------ Input data ------

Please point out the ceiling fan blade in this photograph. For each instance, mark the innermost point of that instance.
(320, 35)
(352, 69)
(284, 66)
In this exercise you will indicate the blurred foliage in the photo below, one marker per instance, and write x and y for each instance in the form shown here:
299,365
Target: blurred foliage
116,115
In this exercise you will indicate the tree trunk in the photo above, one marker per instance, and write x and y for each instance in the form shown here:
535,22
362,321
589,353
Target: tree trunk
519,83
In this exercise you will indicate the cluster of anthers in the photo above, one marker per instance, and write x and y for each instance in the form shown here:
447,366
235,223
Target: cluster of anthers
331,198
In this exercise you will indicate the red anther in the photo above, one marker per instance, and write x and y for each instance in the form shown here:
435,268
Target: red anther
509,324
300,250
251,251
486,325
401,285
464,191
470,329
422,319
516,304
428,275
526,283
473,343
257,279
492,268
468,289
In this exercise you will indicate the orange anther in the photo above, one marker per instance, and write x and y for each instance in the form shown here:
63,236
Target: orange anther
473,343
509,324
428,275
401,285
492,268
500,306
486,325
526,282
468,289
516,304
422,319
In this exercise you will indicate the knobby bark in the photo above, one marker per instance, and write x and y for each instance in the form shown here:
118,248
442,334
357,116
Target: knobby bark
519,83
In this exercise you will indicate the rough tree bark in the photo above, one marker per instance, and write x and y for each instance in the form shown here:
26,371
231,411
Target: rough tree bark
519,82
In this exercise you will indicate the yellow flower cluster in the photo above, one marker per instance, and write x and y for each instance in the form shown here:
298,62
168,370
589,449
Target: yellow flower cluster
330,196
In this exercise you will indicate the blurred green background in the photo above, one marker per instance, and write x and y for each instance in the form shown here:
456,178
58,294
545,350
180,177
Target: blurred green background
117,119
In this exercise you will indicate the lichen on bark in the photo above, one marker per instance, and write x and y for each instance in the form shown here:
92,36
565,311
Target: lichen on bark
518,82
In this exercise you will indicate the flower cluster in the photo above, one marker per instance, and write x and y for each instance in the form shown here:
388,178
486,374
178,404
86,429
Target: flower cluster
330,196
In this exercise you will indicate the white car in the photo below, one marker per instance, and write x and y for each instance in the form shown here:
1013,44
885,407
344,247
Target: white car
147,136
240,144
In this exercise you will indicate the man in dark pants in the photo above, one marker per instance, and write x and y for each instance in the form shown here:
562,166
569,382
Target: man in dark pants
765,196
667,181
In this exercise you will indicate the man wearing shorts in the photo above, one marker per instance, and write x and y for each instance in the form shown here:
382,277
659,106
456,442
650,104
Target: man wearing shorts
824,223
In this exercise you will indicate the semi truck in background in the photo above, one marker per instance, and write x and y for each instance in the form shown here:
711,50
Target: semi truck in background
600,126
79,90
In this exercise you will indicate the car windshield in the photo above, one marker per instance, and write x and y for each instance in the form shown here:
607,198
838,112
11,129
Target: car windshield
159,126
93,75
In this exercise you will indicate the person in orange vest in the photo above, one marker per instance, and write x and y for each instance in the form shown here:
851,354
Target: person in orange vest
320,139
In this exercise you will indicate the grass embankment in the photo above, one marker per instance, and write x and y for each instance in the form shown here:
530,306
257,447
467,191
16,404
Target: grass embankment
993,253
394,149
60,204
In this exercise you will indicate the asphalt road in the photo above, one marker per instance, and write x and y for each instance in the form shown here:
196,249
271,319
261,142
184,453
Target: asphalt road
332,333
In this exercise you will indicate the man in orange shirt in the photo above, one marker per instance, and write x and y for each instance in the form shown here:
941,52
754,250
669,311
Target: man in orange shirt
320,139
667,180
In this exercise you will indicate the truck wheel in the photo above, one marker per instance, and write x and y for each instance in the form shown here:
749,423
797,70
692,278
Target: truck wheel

------

_Short problem_.
Please format every line of the data above as a numbered list and leave out any blank lines.

_Right answer_.
1. Please point out the ceiling fan blade in this photograph. For each instance, mark the innermost point of that instance.
2. (320, 35)
3. (352, 69)
4. (284, 66)
5. In this exercise you will indicate the blurred foliage in the photo below, one marker per instance, and write x and y for each instance in the form shown here:
6. 299,365
7. Target: blurred foliage
8. 116,115
9. In this exercise you will indicate the tree trunk in the photo above, one marker per instance, and write x and y for each instance in the form shown here:
10. 535,22
11. 362,321
12. 589,353
13. Target: tree trunk
14. 519,83
15. In this exercise you will indicate the cluster of anthers in the photo above, one marker per instance, and write x and y for each instance in the form shown here:
16. 447,366
17. 235,223
18. Target: cluster of anthers
19. 331,198
20. In this exercise you will indicate the red anther in the photo above, one marker per instance, and write x and y for each instance in the form shown here:
21. 435,268
22. Target: red anther
23. 509,324
24. 300,250
25. 251,251
26. 486,325
27. 401,285
28. 464,191
29. 470,329
30. 422,319
31. 516,304
32. 428,275
33. 526,283
34. 473,343
35. 257,279
36. 492,268
37. 468,289
38. In this exercise you will indicate the orange anther in the photo above, one marker per instance, and write x and y for each instance in the form shown here:
39. 63,236
40. Target: orange anther
41. 473,343
42. 509,324
43. 428,275
44. 401,285
45. 492,268
46. 500,306
47. 486,325
48. 526,282
49. 468,289
50. 516,304
51. 422,319
52. In this exercise you will indicate the knobby bark in the photo above, one marker per instance, and write x and y for each instance in the form shown here:
53. 118,248
54. 442,334
55. 357,116
56. Target: knobby bark
57. 519,83
58. In this exercise you will indicate the rough tree bark in the photo above, one marker per instance, and write x and y for each instance in the form shown here:
59. 26,371
60. 231,411
61. Target: rough tree bark
62. 519,82
63. In this exercise you will indicate the yellow flower cluster in the photo above, one marker per instance, and write x and y for each instance in the form shown here:
64. 298,62
65. 168,370
66. 589,449
67. Target: yellow flower cluster
68. 330,196
69. In this exercise you will indicate the blurred green background in the photo above, one marker per instance, and write x and y for each instance in the form shown here:
70. 456,178
71. 58,294
72. 545,350
73. 180,177
74. Target: blurred green background
75. 117,119
76. In this exercise you will indicate the lichen on bark in the photo above, one marker per instance, and write x and y for each instance in the form shown here:
77. 92,36
78. 565,311
79. Target: lichen on bark
80. 518,82
81. In this exercise you will indicate the flower cluster in the photo above, one marker per instance, and write x and y for each instance in the form shown here:
82. 388,178
83. 486,374
84. 178,404
85. 86,429
86. Target: flower cluster
87. 330,196
88. In this exercise you will indicate the white car in the photo below, one marker per instance, and write x and y for each instance in the form shown here:
89. 1013,44
90. 885,407
91. 344,247
92. Target: white car
93. 147,136
94. 240,144
95. In this exercise you will indicate the man in dark pants in the photo above, one marker per instance, and write x and y for each instance in the form shown here:
96. 562,166
97. 569,382
98. Target: man in dark pants
99. 765,196
100. 667,181
101. In this exercise you will indicate the man wearing shorts in the photo above, one marker per instance, and write x and y for each instance in the form shown here:
102. 382,277
103. 659,106
104. 456,442
105. 650,104
106. Target: man wearing shorts
107. 824,223
108. In this exercise you will indicate the semi truck in background in the photo above, one marker per instance, and write x and y for each instance in the form shown here:
109. 711,50
110. Target: semi truck in background
111. 600,126
112. 79,90
113. In this exercise you will indicate the car windshield in the photo above, one marker per instance, and write x and y for each instance in the form shown here:
114. 607,198
115. 838,112
116. 11,129
117. Target: car windshield
118. 159,126
119. 93,75
120. In this exercise you will indicate the person in orange vest in the photo above, one marker per instance, and write x and y for each instance in the form shown here:
121. 851,354
122. Target: person in orange vest
123. 320,139
124. In this exercise you will indicate the grass embankment in the photo above, one marker per instance, and write x and y for each instance in the form shown here:
125. 530,306
126. 257,447
127. 467,191
128. 16,404
129. Target: grass embankment
130. 993,253
131. 394,149
132. 60,204
133. In this exercise you will indicate the asphalt road in the photo above, one marker per instance, and write x and y for each instance in the form shown here:
134. 196,249
135. 271,319
136. 261,142
137. 184,453
138. Target: asphalt road
139. 332,333
140. In this exercise you will indicate the man in orange shirt in the photo above, one marker per instance, and write x and y for each instance in the form shown here:
141. 941,52
142. 754,250
143. 669,311
144. Target: man in orange shirt
145. 320,139
146. 667,180
147. In this exercise you will indicate the truck wheel in the photo above, one marker per instance, and write x and y for each instance in the form shown here:
148. 749,423
149. 797,70
150. 692,278
151. Target: truck wheel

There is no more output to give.